- Task details: Copy the lines from the line with "the brick facade?" up to and including the line with "20 129 L 22", unchanged.

- Provided data:
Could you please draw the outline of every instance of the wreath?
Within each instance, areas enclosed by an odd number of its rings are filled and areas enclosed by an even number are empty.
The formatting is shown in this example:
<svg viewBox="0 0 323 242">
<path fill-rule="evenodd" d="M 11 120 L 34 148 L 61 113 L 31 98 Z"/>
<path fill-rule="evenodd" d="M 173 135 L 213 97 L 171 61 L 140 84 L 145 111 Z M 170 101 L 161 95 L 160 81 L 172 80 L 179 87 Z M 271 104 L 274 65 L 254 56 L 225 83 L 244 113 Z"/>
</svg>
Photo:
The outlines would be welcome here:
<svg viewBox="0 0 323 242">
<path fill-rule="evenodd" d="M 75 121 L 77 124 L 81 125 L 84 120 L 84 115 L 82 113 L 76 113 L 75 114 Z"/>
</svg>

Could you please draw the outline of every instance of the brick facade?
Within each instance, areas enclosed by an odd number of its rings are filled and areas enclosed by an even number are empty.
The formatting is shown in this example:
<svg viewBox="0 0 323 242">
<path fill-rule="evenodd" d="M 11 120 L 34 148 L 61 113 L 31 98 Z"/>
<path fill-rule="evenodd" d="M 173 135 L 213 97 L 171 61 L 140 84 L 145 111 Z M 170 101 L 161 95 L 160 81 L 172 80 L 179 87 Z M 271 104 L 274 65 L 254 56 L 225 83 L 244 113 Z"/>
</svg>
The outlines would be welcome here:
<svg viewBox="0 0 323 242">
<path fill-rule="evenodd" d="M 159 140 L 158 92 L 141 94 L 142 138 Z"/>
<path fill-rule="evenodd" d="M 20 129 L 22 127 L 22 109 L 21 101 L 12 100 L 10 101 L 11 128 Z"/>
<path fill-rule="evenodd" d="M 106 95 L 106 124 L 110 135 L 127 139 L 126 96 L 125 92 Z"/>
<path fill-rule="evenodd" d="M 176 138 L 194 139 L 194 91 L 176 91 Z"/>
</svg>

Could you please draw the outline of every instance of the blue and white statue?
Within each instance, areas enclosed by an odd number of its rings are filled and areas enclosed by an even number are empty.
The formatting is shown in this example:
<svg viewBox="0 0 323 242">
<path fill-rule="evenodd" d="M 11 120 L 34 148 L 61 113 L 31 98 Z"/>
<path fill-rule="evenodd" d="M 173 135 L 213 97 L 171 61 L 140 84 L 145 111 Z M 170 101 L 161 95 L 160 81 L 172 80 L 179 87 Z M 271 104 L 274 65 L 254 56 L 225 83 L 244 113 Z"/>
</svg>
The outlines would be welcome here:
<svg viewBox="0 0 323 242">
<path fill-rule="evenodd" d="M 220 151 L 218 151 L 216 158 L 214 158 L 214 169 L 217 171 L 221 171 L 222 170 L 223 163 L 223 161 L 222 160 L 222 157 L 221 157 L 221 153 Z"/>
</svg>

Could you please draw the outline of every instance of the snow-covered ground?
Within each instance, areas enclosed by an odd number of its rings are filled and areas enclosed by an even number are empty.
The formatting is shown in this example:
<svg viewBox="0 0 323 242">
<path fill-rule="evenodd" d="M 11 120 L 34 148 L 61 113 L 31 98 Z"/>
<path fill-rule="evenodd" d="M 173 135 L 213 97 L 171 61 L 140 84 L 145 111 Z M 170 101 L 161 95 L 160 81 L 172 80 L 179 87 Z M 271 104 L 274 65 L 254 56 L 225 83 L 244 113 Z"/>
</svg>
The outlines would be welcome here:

- Correct result:
Could you please draw the outline of every instance of the brick facade?
Within each instance, areas enclosed by an odd number of its rings are filled and areas enclosed by an even number are empty.
The formatting is shown in this example:
<svg viewBox="0 0 323 242">
<path fill-rule="evenodd" d="M 11 120 L 34 148 L 61 113 L 31 98 Z"/>
<path fill-rule="evenodd" d="M 173 135 L 213 97 L 171 61 L 140 84 L 145 111 Z M 170 101 L 161 95 L 160 81 L 172 80 L 179 87 Z M 271 104 L 274 65 L 254 56 L 225 83 L 244 113 Z"/>
</svg>
The outlines would be welcome here:
<svg viewBox="0 0 323 242">
<path fill-rule="evenodd" d="M 159 140 L 158 92 L 141 94 L 142 138 Z"/>
<path fill-rule="evenodd" d="M 20 129 L 22 127 L 22 109 L 21 101 L 12 100 L 10 101 L 11 128 Z"/>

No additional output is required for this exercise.